Description of the task:
Among the entries, how many lines carry the string "instance"? Give the number and nothing else.

Data supplied section start

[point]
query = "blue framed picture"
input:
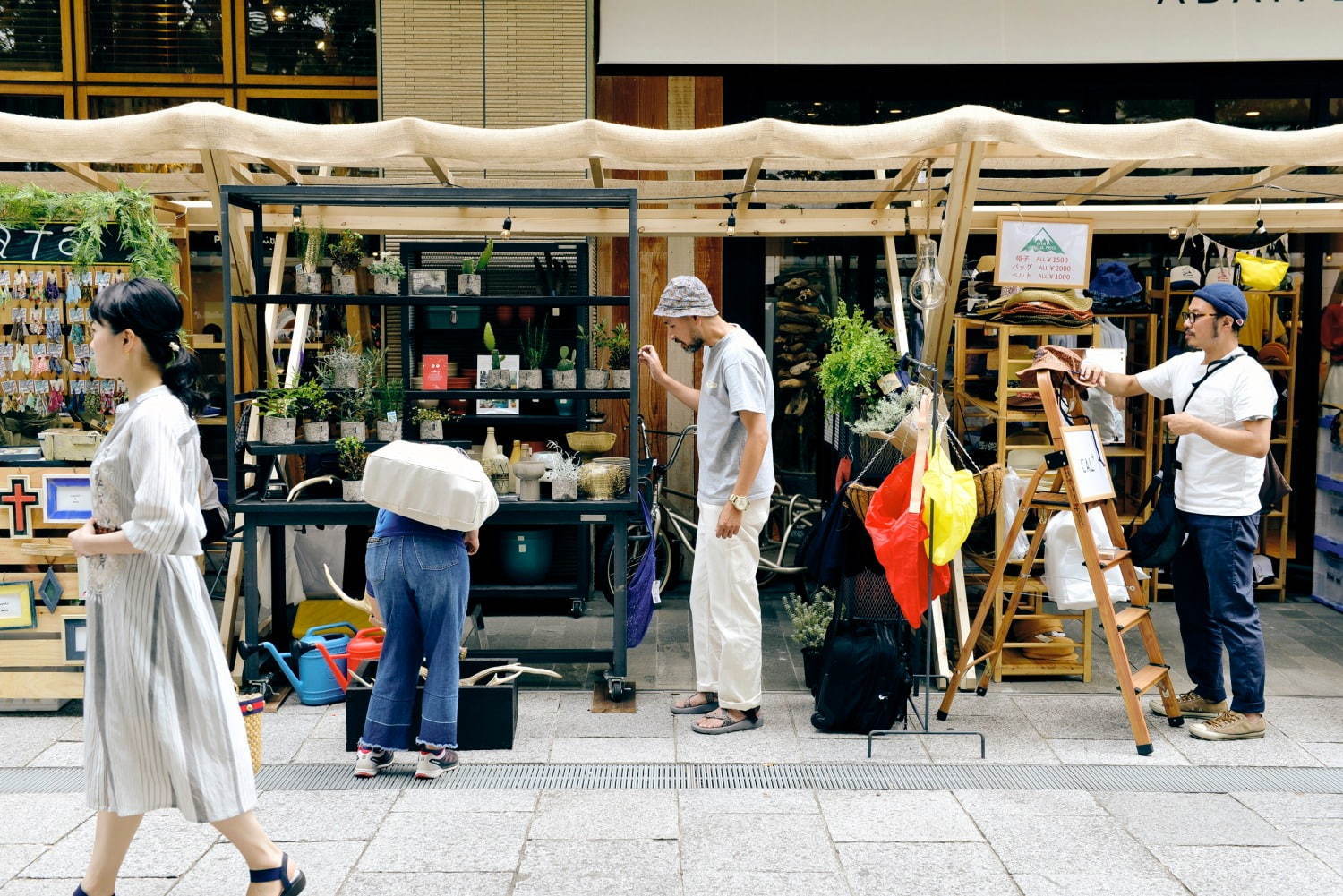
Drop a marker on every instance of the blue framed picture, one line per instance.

Data supplied section end
Data supplied section start

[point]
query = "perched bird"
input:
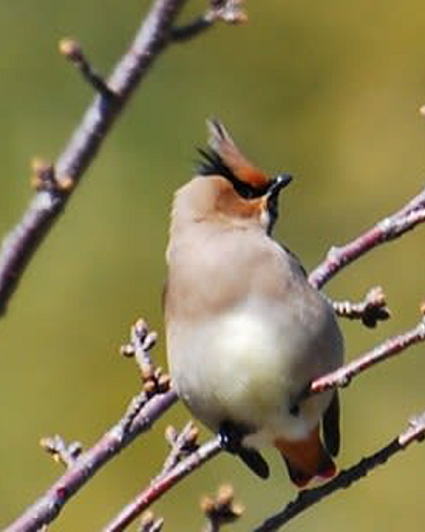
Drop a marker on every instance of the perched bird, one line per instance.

Data supplied section end

Solution below:
2